:: What you will do ::
Write out the passage from the text on bird's nests in Malaysia, from "Going For The" to "money: bird’s nests.".

:: Text shown ::

Start of Block

Travel Malaysia

Going For The Big Money–Bird’s Nests In Malaysia

“Vicki and I visited a tiny fishing village on the northwest coast of Malaysia,” writes Intrepid Correspondent Paul Terhorst. “While we were there, a local guy named Chin befriended us and showed us around.

“Chin recently retired after 20 years working in Singapore. He was a buyer for a company that makes motherboards for cell phones. But Chin says margins are too small, it’s too tough a business. He decided to retire, move back to his village, and go for the big money: bird’s nests.

End of Block

:: Information ::
Start of Block

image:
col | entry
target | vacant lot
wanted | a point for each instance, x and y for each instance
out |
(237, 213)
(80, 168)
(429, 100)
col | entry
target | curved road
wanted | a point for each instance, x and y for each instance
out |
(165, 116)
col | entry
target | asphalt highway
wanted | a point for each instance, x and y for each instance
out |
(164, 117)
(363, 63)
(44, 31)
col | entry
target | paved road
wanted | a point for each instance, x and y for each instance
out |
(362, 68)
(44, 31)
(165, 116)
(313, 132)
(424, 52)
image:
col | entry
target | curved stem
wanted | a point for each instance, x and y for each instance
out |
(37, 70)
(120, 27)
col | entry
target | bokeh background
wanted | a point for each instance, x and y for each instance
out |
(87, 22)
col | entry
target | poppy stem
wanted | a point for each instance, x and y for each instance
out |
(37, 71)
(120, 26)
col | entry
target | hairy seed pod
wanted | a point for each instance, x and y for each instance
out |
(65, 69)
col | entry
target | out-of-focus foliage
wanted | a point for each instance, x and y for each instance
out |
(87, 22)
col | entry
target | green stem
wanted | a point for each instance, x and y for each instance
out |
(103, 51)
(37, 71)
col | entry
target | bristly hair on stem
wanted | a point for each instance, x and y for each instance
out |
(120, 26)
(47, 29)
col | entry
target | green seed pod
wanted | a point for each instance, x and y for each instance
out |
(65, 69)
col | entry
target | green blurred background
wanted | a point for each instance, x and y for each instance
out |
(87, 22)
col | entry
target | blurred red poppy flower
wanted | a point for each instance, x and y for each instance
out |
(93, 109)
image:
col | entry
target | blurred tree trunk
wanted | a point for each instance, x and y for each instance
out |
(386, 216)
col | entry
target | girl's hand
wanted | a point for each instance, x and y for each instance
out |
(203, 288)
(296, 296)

End of Block
Start of Block

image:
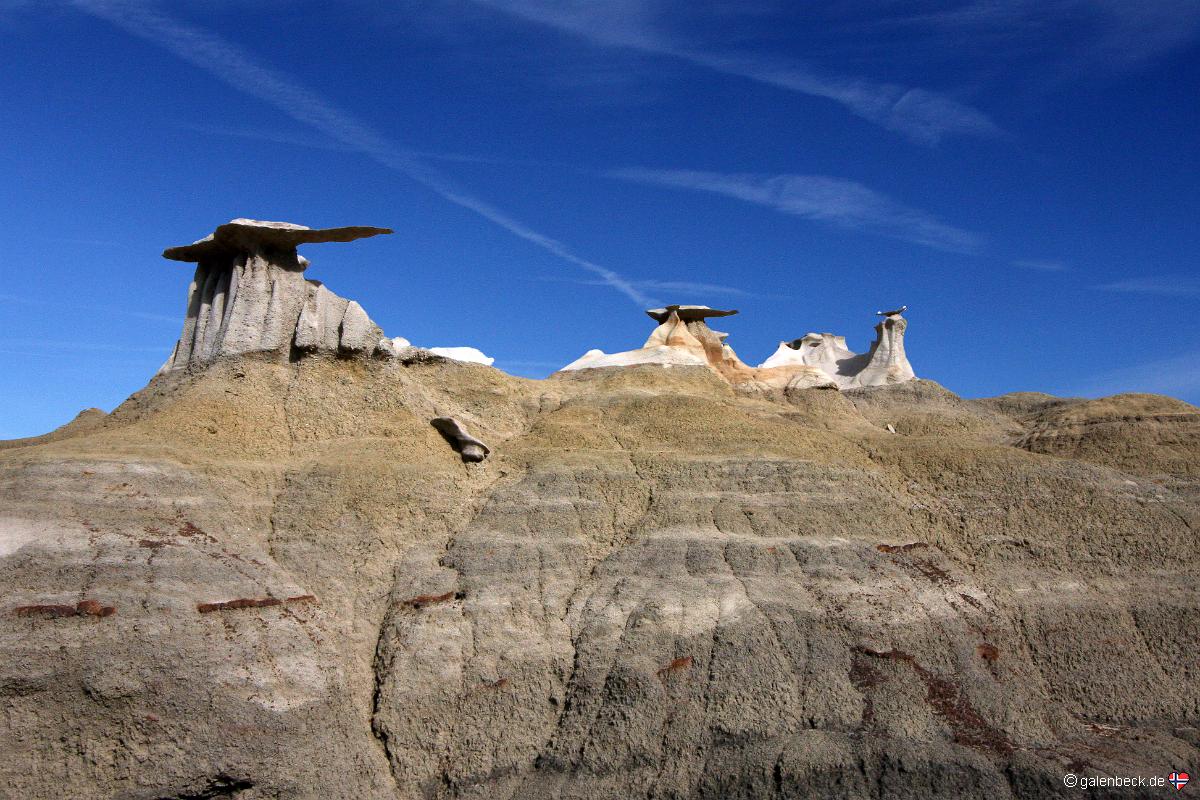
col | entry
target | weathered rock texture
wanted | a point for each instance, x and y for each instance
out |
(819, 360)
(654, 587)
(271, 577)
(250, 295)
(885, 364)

End of Block
Start of Block

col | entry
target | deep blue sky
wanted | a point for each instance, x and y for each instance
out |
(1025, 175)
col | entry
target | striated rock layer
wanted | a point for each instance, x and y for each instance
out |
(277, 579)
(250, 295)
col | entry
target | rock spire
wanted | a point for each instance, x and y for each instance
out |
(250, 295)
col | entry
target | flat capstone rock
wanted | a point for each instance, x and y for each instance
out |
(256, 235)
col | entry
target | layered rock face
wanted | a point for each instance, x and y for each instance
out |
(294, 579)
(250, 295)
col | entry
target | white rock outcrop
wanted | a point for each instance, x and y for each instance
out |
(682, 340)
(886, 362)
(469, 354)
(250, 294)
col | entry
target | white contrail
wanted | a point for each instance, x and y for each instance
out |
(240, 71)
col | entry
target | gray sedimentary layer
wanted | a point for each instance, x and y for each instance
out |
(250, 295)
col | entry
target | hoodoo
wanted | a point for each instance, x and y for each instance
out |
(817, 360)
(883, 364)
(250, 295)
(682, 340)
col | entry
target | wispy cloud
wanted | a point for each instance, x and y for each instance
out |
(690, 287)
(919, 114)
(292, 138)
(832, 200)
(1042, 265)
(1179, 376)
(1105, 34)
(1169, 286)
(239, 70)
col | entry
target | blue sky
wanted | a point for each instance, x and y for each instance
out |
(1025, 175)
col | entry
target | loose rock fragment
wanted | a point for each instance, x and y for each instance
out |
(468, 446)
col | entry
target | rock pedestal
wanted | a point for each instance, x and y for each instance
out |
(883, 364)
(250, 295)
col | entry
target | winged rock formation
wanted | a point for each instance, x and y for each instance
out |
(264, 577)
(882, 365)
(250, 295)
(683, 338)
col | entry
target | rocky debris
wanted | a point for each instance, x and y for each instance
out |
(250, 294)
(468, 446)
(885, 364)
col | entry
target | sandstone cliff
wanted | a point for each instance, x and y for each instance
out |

End of Block

:: The answer ::
Going For The Big Money–Bird’s Nests In Malaysia

“Vicki and I visited a tiny fishing village on the northwest coast of Malaysia,” writes Intrepid Correspondent Paul Terhorst. “While we were there, a local guy named Chin befriended us and showed us around.

“Chin recently retired after 20 years working in Singapore. He was a buyer for a company that makes motherboards for cell phones. But Chin says margins are too small, it’s too tough a business. He decided to retire, move back to his village, and go for the big money: bird’s nests.